- [练习说明]:
下面有一段关于Parquet分区表加字段的文字。把"讨论:"下面列出的问题全部抄出来。

- [文本片段]:
_____
请注意:这里面有表字段表更。Parquet格式的分区表使用Alter更新字段或新增字段,Parquet文件会如何变化?旧分区的历史数据要如何处理?

其hdfs文件如下:

drwxrwx--x+  - hive hive          0 2018-08-30 03:51 warehouse/bda.db/bda_inv_item_age_dtl/part_dt=2018-08-29
#此处省略一万行
drwxrwx--x+  - hive hive          0 2022-11-26 03:55 warehouse/bda.db/bda_inv_item_age_dtl/part_dt=2022-11-25
drwxrwx--x+  - hive hive          0 2022-11-27 03:52 warehouse/bda.db/bda_inv_item_age_dtl/part_dt=2022-11-26

讨论:

  • StarRocks有多种数据表模型,该场景应该选择什么数据表模型呢?
  • 应该如何建StarRocks的表呢?
  • 应该如何建Brocker load任务呢?

3、问题分析

  • Parquet格式的Hive表,执行add columns的工作流程及底层执行机制如何?

1、Hive元数据表中,在表末尾,追加一列。

2、对于Hive分区表,需要cascade修饰词,管理旧分区的元数据信息。

3、如果是使用Parquet、ORC等存储格式,文件中存储的内容没有重写,则不会变动。

4、Hive如何识别就分区表中没有新增列的?
_____
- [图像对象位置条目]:
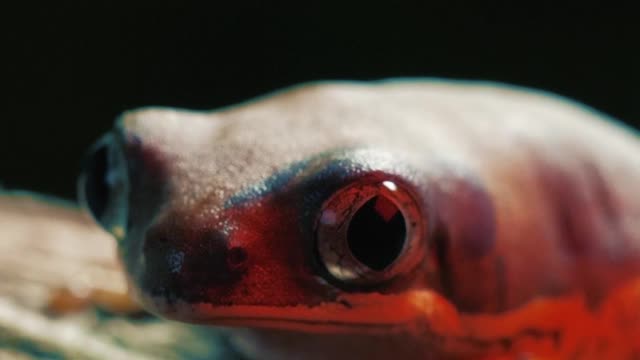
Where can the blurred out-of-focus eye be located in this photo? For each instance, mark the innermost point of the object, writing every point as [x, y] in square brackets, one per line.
[368, 232]
[103, 185]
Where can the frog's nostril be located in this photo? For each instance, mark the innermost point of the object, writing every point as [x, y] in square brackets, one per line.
[103, 185]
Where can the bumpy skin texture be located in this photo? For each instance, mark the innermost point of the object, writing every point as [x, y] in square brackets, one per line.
[530, 216]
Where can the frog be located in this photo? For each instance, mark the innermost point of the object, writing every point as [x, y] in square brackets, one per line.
[411, 218]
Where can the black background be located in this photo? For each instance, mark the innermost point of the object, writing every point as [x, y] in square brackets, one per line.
[68, 68]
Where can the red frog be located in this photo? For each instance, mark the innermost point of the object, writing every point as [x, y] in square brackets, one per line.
[409, 219]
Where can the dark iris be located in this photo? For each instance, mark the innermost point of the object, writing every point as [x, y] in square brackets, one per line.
[95, 187]
[377, 233]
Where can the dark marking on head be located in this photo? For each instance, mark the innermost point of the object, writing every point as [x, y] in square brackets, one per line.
[462, 240]
[277, 181]
[440, 247]
[569, 205]
[188, 263]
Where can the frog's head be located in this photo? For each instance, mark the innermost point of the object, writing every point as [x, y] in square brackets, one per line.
[270, 215]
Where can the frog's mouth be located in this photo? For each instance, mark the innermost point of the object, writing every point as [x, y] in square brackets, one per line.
[353, 313]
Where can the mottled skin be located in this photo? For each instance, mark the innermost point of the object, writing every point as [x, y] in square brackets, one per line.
[529, 208]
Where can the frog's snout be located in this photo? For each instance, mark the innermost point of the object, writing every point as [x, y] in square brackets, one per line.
[103, 185]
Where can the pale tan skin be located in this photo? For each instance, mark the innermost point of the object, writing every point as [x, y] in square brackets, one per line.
[511, 141]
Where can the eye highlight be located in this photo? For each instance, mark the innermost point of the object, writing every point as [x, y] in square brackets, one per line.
[369, 232]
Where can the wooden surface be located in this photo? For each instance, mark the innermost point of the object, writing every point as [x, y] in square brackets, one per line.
[60, 284]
_____
- [练习答案]:
StarRocks有多种数据表模型,该场景应该选择什么数据表模型呢?
应该如何建StarRocks的表呢?
应该如何建Brocker load任务呢?